=== Page text ===

+-------+

That last one is the trap. A user’s zip code alone isn’t PII. Their birth date alone isn’t PII. Together with their gender, they become uniquely identifying for ~87% of the US population (Sweeney, 2000). So a database that holds "harmless" demographic fields can become a re-identification risk in aggregate.

Where automated detection works

Modern PII detection uses a combination of regex (for structured patterns like SSNs and credit cards), named-entity recognition (for names and locations), and small classifiers for context. The state of the art works well for:

Email addresses — near 100% precision and recall
Phone numbers in well-known formats — 95%+ when formats are documented per locale
Credit card numbers — near 100%, often with Luhn validation
SSN-style government IDs — high precision in the US, varies by country
Common given names in the language of training data — 85-95%

Where automated detection fails

The same detectors that get email addresses right will quietly fail on:

Uncommon names. Standard NER models are trained on Western media corpora. Names from other cultures get missed at much higher rates.
Names that look like common words. "Will", "May", "Hope", "Reed" — all common English given names that NER models often miss because they’re also common nouns.
Locations described in natural language. "The corner store next to the elementary school" can be enough to identify a residence in a small town. No regex catches this.
Re-identifiable combinations. No off-the-shelf detector catches the "zip + birth date + gender" problem because each field looks innocuous on its own.
PII embedded in images, voice, or video. If your application accepts uploads, pure-text detectors don’t help. You need OCR + image NER, or speech-to-text + text NER.
Adversarial obfuscation. A user who writes "john dot smith at gmail dot com" will defeat most regex-based email detectors.

The honest framing: automated PII detection is good enough to remove the obvious 80%, valuable enough to deploy, and not good enough to be your only defense. Treat it as a defense in depth, not a compliance checkbox.

Compliance triggers

GDPR

If you process personal data of EU residents, GDPR applies. Key obligations triggered by storing PII:

Lawful basis for processing (consent, contract, legitimate interest, etc.)

+-------+

=== Recorded information ===
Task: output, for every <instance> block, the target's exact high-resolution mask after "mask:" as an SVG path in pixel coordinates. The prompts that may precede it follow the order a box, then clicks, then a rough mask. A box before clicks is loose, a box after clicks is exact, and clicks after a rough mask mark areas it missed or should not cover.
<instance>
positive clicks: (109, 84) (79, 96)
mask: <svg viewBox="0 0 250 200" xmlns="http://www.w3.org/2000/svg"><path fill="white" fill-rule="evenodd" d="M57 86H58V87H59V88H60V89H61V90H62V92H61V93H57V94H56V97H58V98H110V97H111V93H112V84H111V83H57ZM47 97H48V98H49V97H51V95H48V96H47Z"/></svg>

+-------+

=== Brief A ===
In the PII detection text, write out the passage starting at "Re-identifiable combinations. No" and ending at "regex-based email detectors.".
=== Brief B ===
Answer these from the PII detection text:
(i) For roughly what share of the US population do zip code, birth date and gender together become uniquely identifying?
(ii) What validation is often used when detecting credit card numbers?
(iii) Which four given names are listed as looking like common words?

=== Response box A ===
Re-identifiable combinations. No off-the-shelf detector catches the "zip + birth date + gender" problem because each field looks innocuous on its own.
PII embedded in images, voice, or video. If your application accepts uploads, pure-text detectors don’t help. You need OCR + image NER, or speech-to-text + text NER.
Adversarial obfuscation. A user who writes "john dot smith at gmail dot com" will defeat most regex-based email detectors.

=== Response box B ===
(i) About 87%.
(ii) Luhn validation.
(iii) Will, May, Hope and Reed.